** START OF Supplied material **

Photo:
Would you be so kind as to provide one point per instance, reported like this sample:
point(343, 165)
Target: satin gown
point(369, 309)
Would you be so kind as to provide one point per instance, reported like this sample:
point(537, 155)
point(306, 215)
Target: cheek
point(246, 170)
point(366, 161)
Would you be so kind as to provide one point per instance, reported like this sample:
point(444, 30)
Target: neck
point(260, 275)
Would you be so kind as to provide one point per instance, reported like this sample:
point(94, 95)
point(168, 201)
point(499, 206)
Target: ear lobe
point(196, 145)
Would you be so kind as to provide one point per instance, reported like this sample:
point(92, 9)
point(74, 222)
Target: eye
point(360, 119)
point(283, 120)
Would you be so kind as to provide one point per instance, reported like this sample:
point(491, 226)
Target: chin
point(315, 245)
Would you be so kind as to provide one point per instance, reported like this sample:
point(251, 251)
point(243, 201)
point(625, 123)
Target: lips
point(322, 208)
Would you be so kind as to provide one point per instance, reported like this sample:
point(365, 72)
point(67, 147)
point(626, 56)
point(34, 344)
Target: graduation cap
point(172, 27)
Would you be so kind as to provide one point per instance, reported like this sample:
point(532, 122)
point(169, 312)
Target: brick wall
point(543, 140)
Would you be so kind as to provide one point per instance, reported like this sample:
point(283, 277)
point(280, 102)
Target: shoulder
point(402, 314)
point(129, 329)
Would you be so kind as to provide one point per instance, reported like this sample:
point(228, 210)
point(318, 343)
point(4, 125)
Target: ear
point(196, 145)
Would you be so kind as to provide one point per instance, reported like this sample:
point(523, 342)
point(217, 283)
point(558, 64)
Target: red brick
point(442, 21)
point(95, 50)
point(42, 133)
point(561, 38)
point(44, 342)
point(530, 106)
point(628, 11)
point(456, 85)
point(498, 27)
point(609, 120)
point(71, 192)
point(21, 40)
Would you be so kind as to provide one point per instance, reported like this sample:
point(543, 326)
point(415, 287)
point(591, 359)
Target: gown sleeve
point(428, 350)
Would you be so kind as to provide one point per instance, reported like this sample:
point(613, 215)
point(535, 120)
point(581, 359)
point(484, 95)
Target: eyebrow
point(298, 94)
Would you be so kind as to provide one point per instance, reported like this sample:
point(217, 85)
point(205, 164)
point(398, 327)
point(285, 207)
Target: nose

** END OF Supplied material **

- [What you are asked to do]: Count the lines in the rows above that contain the string "gown", and reply with only that number.

- [Task result]: 2